Please copy out only the lines of the items below from the line containing "The locate routine indicates the red" through the line containing "x=750 y=395", replacing "routine" with "tool" and keeping everything else unchanged.

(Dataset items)
+--
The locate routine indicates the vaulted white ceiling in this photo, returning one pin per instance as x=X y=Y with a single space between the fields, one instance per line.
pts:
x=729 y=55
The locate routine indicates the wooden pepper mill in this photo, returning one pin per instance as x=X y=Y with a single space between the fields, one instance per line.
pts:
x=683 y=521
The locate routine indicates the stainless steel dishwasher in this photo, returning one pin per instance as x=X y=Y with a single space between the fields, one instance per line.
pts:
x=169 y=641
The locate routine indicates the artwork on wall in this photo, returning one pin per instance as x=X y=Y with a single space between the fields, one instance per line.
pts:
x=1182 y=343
+--
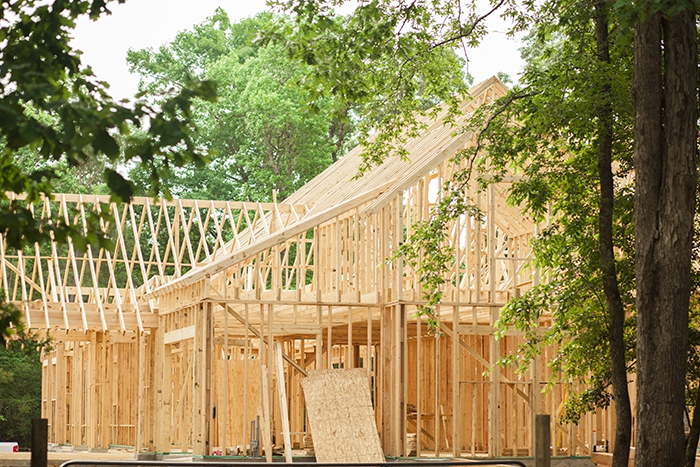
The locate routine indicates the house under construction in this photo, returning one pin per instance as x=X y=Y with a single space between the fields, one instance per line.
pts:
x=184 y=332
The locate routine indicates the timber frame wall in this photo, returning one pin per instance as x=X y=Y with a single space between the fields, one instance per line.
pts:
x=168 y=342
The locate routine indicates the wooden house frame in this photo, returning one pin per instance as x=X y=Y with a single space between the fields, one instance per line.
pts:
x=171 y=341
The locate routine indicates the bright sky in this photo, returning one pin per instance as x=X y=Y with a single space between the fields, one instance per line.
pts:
+--
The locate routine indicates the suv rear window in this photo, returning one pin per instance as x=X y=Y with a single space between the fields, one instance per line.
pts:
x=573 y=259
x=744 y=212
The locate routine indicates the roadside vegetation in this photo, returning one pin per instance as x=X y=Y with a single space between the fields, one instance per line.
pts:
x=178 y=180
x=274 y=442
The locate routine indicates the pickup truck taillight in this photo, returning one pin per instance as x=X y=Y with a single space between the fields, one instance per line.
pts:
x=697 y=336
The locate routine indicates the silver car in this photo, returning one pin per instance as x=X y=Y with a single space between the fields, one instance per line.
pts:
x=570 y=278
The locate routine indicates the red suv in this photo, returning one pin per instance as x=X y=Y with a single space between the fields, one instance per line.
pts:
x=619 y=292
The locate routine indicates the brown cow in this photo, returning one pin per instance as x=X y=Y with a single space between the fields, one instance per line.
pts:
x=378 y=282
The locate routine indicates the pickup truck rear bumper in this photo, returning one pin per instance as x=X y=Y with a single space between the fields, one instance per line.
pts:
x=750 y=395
+--
Expected answer:
The locate tool indicates the red suv in this photo, returning one pin per instance as x=X y=Y with a single space between the fields, one instance per line.
pts:
x=619 y=292
The locate tool indicates the brown cow in this photo, returning one pin per instance as x=X y=Y with a single space between the fields, one instance per line.
pts:
x=378 y=282
The locate tool indicates the pickup truck rear bumper in this photo, returning one pin per instance as x=X y=Y with a single space between the fields, one instance per line.
pts:
x=750 y=395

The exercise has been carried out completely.